Items from a labeling collection

= = = = =

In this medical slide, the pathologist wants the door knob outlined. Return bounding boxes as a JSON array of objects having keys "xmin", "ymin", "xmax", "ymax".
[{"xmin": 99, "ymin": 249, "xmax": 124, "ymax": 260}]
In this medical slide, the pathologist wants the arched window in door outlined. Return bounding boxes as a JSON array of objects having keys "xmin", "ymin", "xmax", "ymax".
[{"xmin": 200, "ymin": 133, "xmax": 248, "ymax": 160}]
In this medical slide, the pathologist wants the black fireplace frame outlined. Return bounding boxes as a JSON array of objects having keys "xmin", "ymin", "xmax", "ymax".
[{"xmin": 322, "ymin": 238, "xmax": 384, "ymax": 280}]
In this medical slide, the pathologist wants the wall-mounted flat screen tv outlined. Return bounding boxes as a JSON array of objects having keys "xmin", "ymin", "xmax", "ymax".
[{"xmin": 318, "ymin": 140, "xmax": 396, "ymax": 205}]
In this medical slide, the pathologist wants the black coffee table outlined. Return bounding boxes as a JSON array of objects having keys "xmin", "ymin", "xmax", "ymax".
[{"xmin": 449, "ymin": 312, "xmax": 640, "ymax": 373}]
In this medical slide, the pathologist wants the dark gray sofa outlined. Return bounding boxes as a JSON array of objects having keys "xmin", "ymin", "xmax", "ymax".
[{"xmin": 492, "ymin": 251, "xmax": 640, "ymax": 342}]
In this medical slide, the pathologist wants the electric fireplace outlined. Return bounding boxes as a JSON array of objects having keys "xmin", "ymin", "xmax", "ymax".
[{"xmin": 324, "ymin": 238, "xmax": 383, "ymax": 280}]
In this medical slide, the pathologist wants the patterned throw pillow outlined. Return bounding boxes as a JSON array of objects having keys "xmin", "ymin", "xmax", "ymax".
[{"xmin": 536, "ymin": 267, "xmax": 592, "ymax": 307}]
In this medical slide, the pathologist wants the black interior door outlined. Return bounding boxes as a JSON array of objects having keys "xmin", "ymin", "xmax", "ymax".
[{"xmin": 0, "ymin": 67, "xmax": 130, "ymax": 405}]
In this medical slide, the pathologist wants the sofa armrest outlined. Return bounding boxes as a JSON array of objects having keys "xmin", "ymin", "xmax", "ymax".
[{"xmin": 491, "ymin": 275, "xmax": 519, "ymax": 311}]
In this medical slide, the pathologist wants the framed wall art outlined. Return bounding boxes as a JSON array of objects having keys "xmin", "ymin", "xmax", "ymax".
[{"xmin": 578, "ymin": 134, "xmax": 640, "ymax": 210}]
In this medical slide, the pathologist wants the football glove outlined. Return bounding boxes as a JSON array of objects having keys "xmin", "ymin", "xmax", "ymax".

= = = = =

SET EXERCISE: Convert the items above into a JSON list of strings, with one string for each line and blank lines omitted.

SOLVED EXERCISE:
[
  "In this medical slide, the pathologist wants the door knob outlined. Return bounding boxes as a JSON array of objects having keys \"xmin\", \"ymin\", \"xmax\", \"ymax\".",
  "[{\"xmin\": 99, \"ymin\": 249, \"xmax\": 124, \"ymax\": 260}]",
  "In this medical slide, the pathologist wants the arched window in door outlined. Return bounding boxes as a JSON array of objects having keys \"xmin\", \"ymin\", \"xmax\", \"ymax\".",
  "[{\"xmin\": 200, \"ymin\": 133, \"xmax\": 248, \"ymax\": 160}]",
  "In this medical slide, the pathologist wants the black fireplace frame outlined. Return bounding boxes as a JSON array of objects having keys \"xmin\", \"ymin\", \"xmax\", \"ymax\".",
  "[{\"xmin\": 322, \"ymin\": 238, \"xmax\": 384, \"ymax\": 280}]",
  "In this medical slide, the pathologist wants the wall-mounted flat screen tv outlined. Return bounding boxes as a JSON array of objects having keys \"xmin\", \"ymin\", \"xmax\", \"ymax\".",
  "[{\"xmin\": 318, \"ymin\": 140, \"xmax\": 396, \"ymax\": 205}]",
  "In this medical slide, the pathologist wants the black coffee table outlined. Return bounding boxes as a JSON array of objects having keys \"xmin\", \"ymin\", \"xmax\", \"ymax\".",
  "[{\"xmin\": 449, \"ymin\": 312, \"xmax\": 640, \"ymax\": 373}]",
  "In this medical slide, the pathologist wants the dark gray sofa outlined. Return bounding boxes as a JSON array of objects having keys \"xmin\", \"ymin\", \"xmax\", \"ymax\".",
  "[{\"xmin\": 492, \"ymin\": 251, \"xmax\": 640, \"ymax\": 342}]",
  "In this medical slide, the pathologist wants the electric fireplace outlined. Return bounding boxes as a JSON array of objects having keys \"xmin\", \"ymin\", \"xmax\", \"ymax\".",
  "[{\"xmin\": 324, \"ymin\": 238, \"xmax\": 383, \"ymax\": 280}]",
  "In this medical slide, the pathologist wants the patterned throw pillow outlined. Return bounding boxes as a JSON array of objects having keys \"xmin\", \"ymin\", \"xmax\", \"ymax\".",
  "[{\"xmin\": 536, \"ymin\": 267, \"xmax\": 592, \"ymax\": 307}]",
  "In this medical slide, the pathologist wants the black interior door outlined. Return bounding boxes as a JSON array of objects having keys \"xmin\", \"ymin\", \"xmax\", \"ymax\".",
  "[{\"xmin\": 0, \"ymin\": 67, \"xmax\": 130, \"ymax\": 405}]",
  "In this medical slide, the pathologist wants the sofa armrest outlined. Return bounding boxes as a JSON array of objects having keys \"xmin\", \"ymin\", \"xmax\", \"ymax\".",
  "[{\"xmin\": 491, \"ymin\": 275, \"xmax\": 519, \"ymax\": 311}]",
  "In this medical slide, the pathologist wants the framed wall art outlined. Return bounding boxes as a JSON array of objects having keys \"xmin\", \"ymin\", \"xmax\", \"ymax\".",
  "[{\"xmin\": 578, \"ymin\": 134, \"xmax\": 640, \"ymax\": 210}]",
  "In this medical slide, the pathologist wants the football glove outlined. Return bounding boxes as a JSON array of objects having keys \"xmin\", \"ymin\", \"xmax\", \"ymax\"."
]